## Stated exercise
Present all of the records below as a numbered list with one line per item. Skip any blank lines and leave the pictures out.

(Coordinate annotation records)
= = =

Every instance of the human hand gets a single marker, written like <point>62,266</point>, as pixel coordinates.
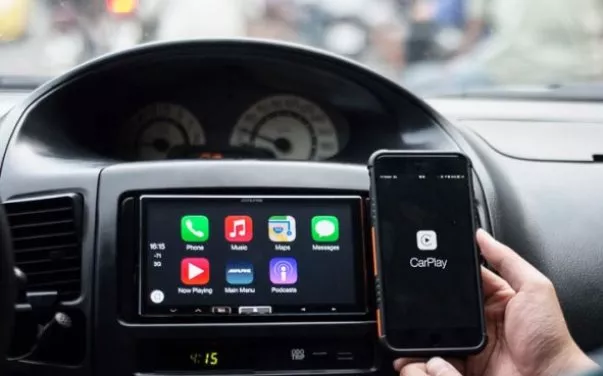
<point>527,333</point>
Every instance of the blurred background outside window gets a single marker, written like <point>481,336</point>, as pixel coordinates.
<point>430,46</point>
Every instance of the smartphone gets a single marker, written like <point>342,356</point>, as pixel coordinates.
<point>427,264</point>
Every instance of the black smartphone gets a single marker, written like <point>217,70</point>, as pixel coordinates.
<point>427,263</point>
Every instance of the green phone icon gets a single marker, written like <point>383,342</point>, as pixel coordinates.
<point>325,228</point>
<point>194,228</point>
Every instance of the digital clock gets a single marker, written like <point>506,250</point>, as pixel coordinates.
<point>205,358</point>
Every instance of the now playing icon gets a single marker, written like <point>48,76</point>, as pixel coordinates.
<point>194,271</point>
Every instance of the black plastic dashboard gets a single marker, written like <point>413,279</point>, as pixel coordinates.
<point>65,140</point>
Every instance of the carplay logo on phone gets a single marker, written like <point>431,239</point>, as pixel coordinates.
<point>427,240</point>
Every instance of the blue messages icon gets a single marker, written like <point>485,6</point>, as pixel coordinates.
<point>239,273</point>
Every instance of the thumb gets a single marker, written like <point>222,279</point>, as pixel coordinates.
<point>440,367</point>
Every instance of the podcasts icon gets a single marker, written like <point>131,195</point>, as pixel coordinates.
<point>283,270</point>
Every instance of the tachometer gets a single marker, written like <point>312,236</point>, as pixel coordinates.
<point>291,127</point>
<point>157,128</point>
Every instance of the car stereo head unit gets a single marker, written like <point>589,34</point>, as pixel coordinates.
<point>251,255</point>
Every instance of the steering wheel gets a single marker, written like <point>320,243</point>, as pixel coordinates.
<point>7,286</point>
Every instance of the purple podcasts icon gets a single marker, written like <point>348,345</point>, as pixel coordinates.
<point>283,270</point>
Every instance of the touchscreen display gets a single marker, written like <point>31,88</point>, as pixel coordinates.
<point>222,255</point>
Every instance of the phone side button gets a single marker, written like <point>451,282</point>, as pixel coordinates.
<point>378,291</point>
<point>373,241</point>
<point>379,324</point>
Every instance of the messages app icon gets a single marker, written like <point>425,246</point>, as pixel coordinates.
<point>194,228</point>
<point>325,228</point>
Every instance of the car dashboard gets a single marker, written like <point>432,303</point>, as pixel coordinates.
<point>256,122</point>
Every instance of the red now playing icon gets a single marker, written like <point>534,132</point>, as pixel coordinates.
<point>238,228</point>
<point>194,271</point>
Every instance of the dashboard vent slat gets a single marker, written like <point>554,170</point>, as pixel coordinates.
<point>47,242</point>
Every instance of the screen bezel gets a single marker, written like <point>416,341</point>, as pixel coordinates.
<point>426,340</point>
<point>356,204</point>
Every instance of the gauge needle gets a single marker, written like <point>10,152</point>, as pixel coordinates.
<point>281,144</point>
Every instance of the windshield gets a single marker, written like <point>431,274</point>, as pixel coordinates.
<point>430,46</point>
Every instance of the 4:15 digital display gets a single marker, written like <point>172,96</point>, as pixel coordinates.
<point>205,358</point>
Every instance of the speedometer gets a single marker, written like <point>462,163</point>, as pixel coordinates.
<point>157,128</point>
<point>289,126</point>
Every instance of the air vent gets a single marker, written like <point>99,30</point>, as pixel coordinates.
<point>46,241</point>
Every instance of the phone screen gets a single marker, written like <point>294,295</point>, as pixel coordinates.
<point>429,264</point>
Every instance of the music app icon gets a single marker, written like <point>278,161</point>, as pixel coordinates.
<point>238,228</point>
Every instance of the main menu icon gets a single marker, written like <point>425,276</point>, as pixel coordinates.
<point>283,270</point>
<point>239,273</point>
<point>281,228</point>
<point>238,228</point>
<point>194,271</point>
<point>194,228</point>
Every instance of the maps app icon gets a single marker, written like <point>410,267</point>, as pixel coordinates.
<point>281,228</point>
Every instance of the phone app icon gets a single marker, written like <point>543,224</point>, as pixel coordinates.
<point>194,228</point>
<point>238,228</point>
<point>281,228</point>
<point>427,240</point>
<point>239,273</point>
<point>325,228</point>
<point>194,271</point>
<point>283,270</point>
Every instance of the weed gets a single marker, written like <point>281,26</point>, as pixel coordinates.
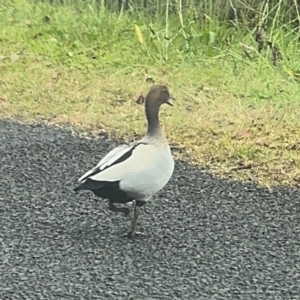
<point>236,87</point>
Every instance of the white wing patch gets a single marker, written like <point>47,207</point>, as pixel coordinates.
<point>108,160</point>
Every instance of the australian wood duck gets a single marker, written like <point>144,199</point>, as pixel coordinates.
<point>138,170</point>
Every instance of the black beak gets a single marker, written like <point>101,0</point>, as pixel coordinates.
<point>171,100</point>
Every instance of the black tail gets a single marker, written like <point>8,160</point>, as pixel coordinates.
<point>78,188</point>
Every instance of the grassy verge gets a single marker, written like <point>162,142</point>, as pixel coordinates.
<point>236,112</point>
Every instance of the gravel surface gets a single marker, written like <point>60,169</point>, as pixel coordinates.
<point>206,238</point>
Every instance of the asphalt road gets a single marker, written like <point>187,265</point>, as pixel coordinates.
<point>206,238</point>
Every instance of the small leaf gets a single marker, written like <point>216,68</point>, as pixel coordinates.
<point>139,34</point>
<point>14,57</point>
<point>243,134</point>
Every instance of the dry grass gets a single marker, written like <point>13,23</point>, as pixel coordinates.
<point>238,118</point>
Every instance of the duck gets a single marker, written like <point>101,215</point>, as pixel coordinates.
<point>136,171</point>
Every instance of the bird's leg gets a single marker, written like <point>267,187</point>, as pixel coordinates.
<point>134,221</point>
<point>124,210</point>
<point>137,209</point>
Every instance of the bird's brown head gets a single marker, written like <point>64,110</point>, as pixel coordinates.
<point>158,95</point>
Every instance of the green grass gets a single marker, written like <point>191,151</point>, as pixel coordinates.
<point>85,66</point>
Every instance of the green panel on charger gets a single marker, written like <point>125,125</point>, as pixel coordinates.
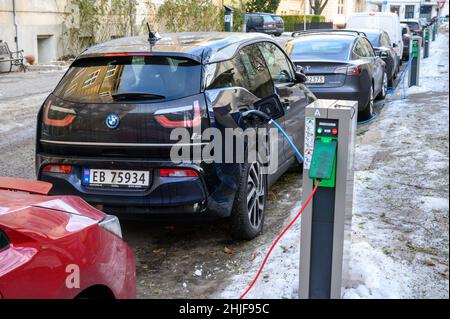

= = =

## Task output
1. Every instance of the human hand gets a single marker, written like <point>62,266</point>, as pixel coordinates.
2. <point>527,333</point>
3. Every instance of the blurred background outside window gets a single marker, written like <point>481,336</point>, as pixel coordinates.
4. <point>430,46</point>
5. Every instance of the smartphone gets a single marker, written like <point>342,356</point>, as pixel coordinates.
6. <point>427,264</point>
7. Every instance of the black smartphone gets a single marker, written like <point>217,70</point>, as pixel coordinates.
8. <point>427,263</point>
9. Every instance of the green phone icon gets a single marker, written like <point>383,342</point>, as pixel coordinates.
10. <point>325,228</point>
11. <point>194,228</point>
12. Every instance of the digital clock gets a single marker, written like <point>506,250</point>, as pixel coordinates.
13. <point>205,358</point>
14. Every instance of the now playing icon gets a single marker, written like <point>48,76</point>, as pixel coordinates.
15. <point>194,271</point>
16. Every instance of the black plastic dashboard gets a single marker, written like <point>413,279</point>, as pixel coordinates.
17. <point>65,140</point>
18. Every instance of the carplay logo on phone gets a single marker, written like <point>431,239</point>, as pixel coordinates.
19. <point>427,240</point>
20. Every instance of the blue messages icon gets a single marker, written like <point>485,6</point>, as pixel coordinates.
21. <point>239,273</point>
22. Every instance of the thumb gets a single marker, written like <point>222,279</point>, as pixel coordinates.
23. <point>440,367</point>
24. Every instance of the podcasts icon gets a single marker, written like <point>131,195</point>, as pixel coordinates.
25. <point>283,270</point>
26. Every instance of the tachometer gets a single marker, written like <point>312,236</point>, as pixel coordinates.
27. <point>291,127</point>
28. <point>157,128</point>
29. Every instance of the car stereo head unit gets a single marker, written like <point>589,34</point>, as pixel coordinates.
30. <point>251,255</point>
31. Every instance of the steering wheel gets a single marker, written like <point>320,243</point>, as pixel coordinates.
32. <point>7,286</point>
33. Every instance of the purple podcasts icon gets a single marker, written like <point>348,345</point>, as pixel coordinates.
34. <point>283,270</point>
35. Every instance of the touchscreen display gets a single marker, written like <point>31,88</point>, as pixel coordinates.
36. <point>222,255</point>
37. Every instance of the phone side button gets a single marker, written like <point>451,282</point>, as pixel coordinates.
38. <point>378,291</point>
39. <point>373,241</point>
40. <point>379,324</point>
41. Every instance of the messages app icon gets a single marker, written like <point>425,246</point>, as pixel coordinates.
42. <point>194,228</point>
43. <point>325,228</point>
44. Every instance of the car dashboard gets a single marker, written like <point>432,303</point>, as pixel coordinates.
45. <point>256,122</point>
46. Every instance of the red now playing icon gets a single marker, written like <point>534,132</point>, as pixel coordinates.
47. <point>238,228</point>
48. <point>194,271</point>
49. Every instance of the dashboard vent slat gets a single marker, written like <point>554,170</point>, as pixel coordinates.
50. <point>47,242</point>
51. Every instance of the screen bezel gets a single marker, written like <point>416,341</point>, as pixel coordinates.
52. <point>426,340</point>
53. <point>356,204</point>
54. Every instance of the gauge needle gets a single marker, written like <point>10,152</point>, as pixel coordinates.
55. <point>281,144</point>
56. Every instance of the windshield gets a single marker, written like <point>431,274</point>, as pixel coordinates.
57. <point>430,46</point>
58. Every instance of the 4:15 digital display gets a single marker, written like <point>172,96</point>, as pixel coordinates.
59. <point>205,358</point>
60. Every instance of the speedometer gets a single marker, written like <point>462,163</point>, as pixel coordinates.
61. <point>157,128</point>
62. <point>289,126</point>
63. Every instance of the air vent gets a single marker, written like <point>99,30</point>, as pixel coordinates.
64. <point>46,241</point>
65. Every instance of the phone screen gets a single marker, written like <point>294,295</point>, as pixel coordinates.
66. <point>429,264</point>
67. Every instance of the music app icon gets a single marker, written like <point>278,161</point>, as pixel coordinates.
68. <point>238,228</point>
69. Every instance of the main menu icon gets a single marker, written like <point>425,276</point>, as pixel coordinates.
70. <point>283,270</point>
71. <point>239,273</point>
72. <point>281,228</point>
73. <point>238,228</point>
74. <point>194,271</point>
75. <point>194,228</point>
76. Every instance of the maps app icon gets a single marker, written like <point>410,267</point>, as pixel coordinates.
77. <point>281,228</point>
78. Every instance of the phone app icon gets a single marker, written like <point>543,224</point>, as pixel coordinates.
79. <point>194,228</point>
80. <point>238,228</point>
81. <point>281,228</point>
82. <point>427,240</point>
83. <point>239,273</point>
84. <point>325,228</point>
85. <point>194,271</point>
86. <point>283,270</point>
87. Every instance of the weed gets a single marker, written like <point>281,26</point>, as pixel coordinates.
88. <point>236,87</point>
89. Every instance of the white wing patch gets a single marker, written like <point>47,207</point>, as pixel coordinates.
90. <point>108,160</point>
91. Every instance of the australian wood duck gets a single marker, written like <point>144,199</point>, as pixel coordinates.
92. <point>138,170</point>
93. Every instance of the black beak gets a single marker, written like <point>101,0</point>, as pixel coordinates.
94. <point>171,100</point>
95. Every instance of the black tail gets a single marker, written like <point>8,160</point>, as pixel coordinates.
96. <point>78,188</point>
97. Every instance of the grassy verge gets a single marker, written like <point>162,142</point>, as pixel coordinates.
98. <point>236,112</point>
99. Every instance of the gravel surface gets a single marker, written like <point>60,169</point>, as pixel coordinates.
100. <point>206,238</point>
101. Every instance of the asphalt road gets a single marker, written like <point>187,265</point>, as pixel coordinates.
102. <point>206,238</point>
103. Every instance of the small leaf gets a single marker, written like <point>216,68</point>, as pixel coordinates.
104. <point>139,34</point>
105. <point>14,57</point>
106. <point>243,134</point>
107. Every instance of the dry grass gets a single marker, written like <point>13,23</point>, as pixel coordinates.
108. <point>238,118</point>
109. Every instance of the duck gets a single marker, written like <point>101,215</point>, as pixel coordinates.
110. <point>136,171</point>
111. Every instance of the bird's leg gets a single marker, written like <point>267,187</point>, as pixel coordinates.
112. <point>134,221</point>
113. <point>124,210</point>
114. <point>137,209</point>
115. Every instance of the bird's brown head gets a single marker, written like <point>64,110</point>, as pixel coordinates.
116. <point>158,95</point>
117. Every instance of the green grass gets a single marker, written like <point>191,151</point>, as pixel coordinates.
118. <point>85,66</point>
119. Every instance of the green panel on charger gets a single marker, written like <point>125,125</point>, as pixel coordinates.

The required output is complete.